Region annotation entries
--

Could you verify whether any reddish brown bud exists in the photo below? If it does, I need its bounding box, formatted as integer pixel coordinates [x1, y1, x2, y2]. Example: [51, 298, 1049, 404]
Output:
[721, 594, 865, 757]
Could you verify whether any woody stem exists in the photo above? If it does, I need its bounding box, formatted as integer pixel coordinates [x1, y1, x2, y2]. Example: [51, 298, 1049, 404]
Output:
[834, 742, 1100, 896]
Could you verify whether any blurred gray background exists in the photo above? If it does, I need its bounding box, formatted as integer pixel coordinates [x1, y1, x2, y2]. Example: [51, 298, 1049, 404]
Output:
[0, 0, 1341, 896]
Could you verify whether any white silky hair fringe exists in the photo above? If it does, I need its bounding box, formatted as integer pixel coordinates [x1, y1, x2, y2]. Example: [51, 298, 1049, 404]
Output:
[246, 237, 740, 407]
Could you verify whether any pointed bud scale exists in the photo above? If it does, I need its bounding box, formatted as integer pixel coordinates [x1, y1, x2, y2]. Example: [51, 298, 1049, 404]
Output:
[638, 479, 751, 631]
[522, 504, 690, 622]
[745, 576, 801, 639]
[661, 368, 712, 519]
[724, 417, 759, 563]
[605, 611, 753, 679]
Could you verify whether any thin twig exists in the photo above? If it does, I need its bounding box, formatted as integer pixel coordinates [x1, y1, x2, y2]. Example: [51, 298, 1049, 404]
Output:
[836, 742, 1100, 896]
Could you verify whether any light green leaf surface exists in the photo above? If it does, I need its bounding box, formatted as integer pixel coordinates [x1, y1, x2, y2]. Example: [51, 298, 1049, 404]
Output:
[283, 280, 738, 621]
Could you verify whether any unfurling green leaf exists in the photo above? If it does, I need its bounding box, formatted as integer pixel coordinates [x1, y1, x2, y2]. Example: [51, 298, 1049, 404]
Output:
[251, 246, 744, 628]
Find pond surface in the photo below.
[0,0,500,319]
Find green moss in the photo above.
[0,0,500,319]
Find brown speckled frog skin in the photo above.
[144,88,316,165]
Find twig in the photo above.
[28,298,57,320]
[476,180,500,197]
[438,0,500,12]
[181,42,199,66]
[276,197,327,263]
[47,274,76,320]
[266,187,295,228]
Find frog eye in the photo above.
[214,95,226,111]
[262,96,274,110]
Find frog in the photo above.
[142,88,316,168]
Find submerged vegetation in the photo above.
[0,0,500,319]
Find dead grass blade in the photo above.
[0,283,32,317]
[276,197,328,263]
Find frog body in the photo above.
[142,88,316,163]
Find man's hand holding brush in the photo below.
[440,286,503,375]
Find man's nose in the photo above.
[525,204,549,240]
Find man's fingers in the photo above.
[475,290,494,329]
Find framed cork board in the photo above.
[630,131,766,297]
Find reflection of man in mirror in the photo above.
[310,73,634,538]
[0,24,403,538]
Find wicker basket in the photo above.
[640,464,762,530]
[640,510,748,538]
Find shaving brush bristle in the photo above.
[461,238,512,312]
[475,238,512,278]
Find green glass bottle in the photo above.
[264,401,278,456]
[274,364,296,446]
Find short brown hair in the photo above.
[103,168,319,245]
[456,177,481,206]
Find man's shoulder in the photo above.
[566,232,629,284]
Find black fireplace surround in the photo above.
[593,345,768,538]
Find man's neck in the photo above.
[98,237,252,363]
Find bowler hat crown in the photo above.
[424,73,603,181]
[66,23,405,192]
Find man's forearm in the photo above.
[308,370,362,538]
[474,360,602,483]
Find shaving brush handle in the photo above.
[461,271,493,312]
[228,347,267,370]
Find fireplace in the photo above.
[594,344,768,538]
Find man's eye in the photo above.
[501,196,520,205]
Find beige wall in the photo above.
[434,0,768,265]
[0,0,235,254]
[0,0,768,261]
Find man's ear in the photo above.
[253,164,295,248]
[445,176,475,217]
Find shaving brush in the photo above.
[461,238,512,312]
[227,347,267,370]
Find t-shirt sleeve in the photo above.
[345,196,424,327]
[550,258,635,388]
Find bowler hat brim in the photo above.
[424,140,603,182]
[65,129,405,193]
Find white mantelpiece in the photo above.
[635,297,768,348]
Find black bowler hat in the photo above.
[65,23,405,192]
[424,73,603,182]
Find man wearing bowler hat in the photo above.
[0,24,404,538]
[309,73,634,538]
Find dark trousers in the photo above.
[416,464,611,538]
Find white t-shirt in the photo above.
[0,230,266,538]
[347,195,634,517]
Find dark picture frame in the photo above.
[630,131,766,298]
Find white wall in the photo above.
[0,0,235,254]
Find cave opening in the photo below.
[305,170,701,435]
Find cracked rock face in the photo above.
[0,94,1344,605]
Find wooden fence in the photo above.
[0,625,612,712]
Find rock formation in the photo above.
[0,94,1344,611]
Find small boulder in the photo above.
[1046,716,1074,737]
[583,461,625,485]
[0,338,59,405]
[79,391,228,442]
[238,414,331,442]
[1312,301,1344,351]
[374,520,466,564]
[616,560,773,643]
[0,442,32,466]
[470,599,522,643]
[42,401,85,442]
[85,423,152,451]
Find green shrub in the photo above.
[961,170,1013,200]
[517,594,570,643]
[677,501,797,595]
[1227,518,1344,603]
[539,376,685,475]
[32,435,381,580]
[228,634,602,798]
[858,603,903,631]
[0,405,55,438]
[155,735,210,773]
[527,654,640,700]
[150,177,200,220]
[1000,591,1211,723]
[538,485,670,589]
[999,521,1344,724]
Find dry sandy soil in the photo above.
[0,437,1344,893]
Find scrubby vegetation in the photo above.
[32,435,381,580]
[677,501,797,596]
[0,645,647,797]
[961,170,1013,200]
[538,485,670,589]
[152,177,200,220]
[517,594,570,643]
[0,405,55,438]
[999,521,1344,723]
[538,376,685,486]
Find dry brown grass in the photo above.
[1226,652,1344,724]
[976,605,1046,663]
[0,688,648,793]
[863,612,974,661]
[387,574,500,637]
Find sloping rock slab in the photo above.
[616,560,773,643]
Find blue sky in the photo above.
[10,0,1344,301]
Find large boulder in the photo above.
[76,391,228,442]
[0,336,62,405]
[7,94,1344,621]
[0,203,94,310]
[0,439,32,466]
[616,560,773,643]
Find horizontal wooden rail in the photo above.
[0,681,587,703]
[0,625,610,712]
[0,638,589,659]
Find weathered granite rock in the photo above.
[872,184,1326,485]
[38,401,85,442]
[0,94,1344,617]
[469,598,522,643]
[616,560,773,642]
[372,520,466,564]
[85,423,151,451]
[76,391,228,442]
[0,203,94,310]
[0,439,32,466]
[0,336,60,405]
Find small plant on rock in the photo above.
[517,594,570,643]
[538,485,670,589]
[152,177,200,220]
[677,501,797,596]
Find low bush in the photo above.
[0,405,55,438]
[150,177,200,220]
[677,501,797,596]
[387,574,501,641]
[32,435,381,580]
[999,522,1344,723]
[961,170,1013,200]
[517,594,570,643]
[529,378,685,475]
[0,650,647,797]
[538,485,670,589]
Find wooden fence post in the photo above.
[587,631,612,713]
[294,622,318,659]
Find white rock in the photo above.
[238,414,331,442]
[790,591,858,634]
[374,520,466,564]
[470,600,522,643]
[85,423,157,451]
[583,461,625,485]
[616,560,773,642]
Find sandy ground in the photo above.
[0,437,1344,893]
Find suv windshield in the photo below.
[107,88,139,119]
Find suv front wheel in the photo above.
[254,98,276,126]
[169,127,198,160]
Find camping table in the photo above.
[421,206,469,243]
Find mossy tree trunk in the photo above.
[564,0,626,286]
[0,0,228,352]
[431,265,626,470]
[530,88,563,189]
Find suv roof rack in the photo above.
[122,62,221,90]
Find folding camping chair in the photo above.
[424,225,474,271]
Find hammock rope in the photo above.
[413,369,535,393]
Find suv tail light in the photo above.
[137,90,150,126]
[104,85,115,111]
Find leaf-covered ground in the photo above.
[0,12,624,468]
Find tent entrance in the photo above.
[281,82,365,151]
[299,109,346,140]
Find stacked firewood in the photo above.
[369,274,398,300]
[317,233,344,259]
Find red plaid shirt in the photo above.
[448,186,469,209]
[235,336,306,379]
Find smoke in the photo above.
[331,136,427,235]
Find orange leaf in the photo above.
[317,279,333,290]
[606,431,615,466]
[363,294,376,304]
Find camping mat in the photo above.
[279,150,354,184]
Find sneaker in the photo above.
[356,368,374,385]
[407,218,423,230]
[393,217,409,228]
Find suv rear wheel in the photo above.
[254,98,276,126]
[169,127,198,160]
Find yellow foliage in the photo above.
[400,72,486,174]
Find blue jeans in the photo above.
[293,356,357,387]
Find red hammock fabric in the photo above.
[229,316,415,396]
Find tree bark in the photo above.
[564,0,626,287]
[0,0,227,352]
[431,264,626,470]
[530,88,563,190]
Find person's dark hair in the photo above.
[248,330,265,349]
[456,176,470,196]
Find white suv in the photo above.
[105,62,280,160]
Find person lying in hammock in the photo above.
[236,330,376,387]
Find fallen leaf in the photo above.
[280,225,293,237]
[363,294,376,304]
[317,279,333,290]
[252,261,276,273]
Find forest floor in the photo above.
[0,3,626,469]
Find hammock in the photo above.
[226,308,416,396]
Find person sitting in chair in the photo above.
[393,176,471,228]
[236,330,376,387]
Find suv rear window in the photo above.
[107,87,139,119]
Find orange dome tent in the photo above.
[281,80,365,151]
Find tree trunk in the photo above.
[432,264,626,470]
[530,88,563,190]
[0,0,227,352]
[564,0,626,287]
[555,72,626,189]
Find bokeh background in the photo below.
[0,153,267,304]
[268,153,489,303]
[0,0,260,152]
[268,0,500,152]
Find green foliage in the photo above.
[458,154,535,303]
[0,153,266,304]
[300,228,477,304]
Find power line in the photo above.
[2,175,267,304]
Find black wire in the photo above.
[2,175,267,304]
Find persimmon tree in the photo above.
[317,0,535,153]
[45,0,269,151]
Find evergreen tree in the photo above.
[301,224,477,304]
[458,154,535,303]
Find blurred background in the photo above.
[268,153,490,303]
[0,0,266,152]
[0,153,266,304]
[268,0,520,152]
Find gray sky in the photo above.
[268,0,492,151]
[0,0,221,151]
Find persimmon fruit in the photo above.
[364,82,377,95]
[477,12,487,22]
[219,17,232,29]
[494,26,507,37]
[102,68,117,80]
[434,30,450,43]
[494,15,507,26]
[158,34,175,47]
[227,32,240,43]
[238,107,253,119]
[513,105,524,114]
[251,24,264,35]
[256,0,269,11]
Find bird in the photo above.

--

**STATED TASK**
Pick out every line of the records above that contains the word "person", and copy each one in full.

**CORRECT ANSWER**
Find person's dark hair in the photo above.
Find person lying in hammock in the photo above.
Find person sitting in chair in the photo above.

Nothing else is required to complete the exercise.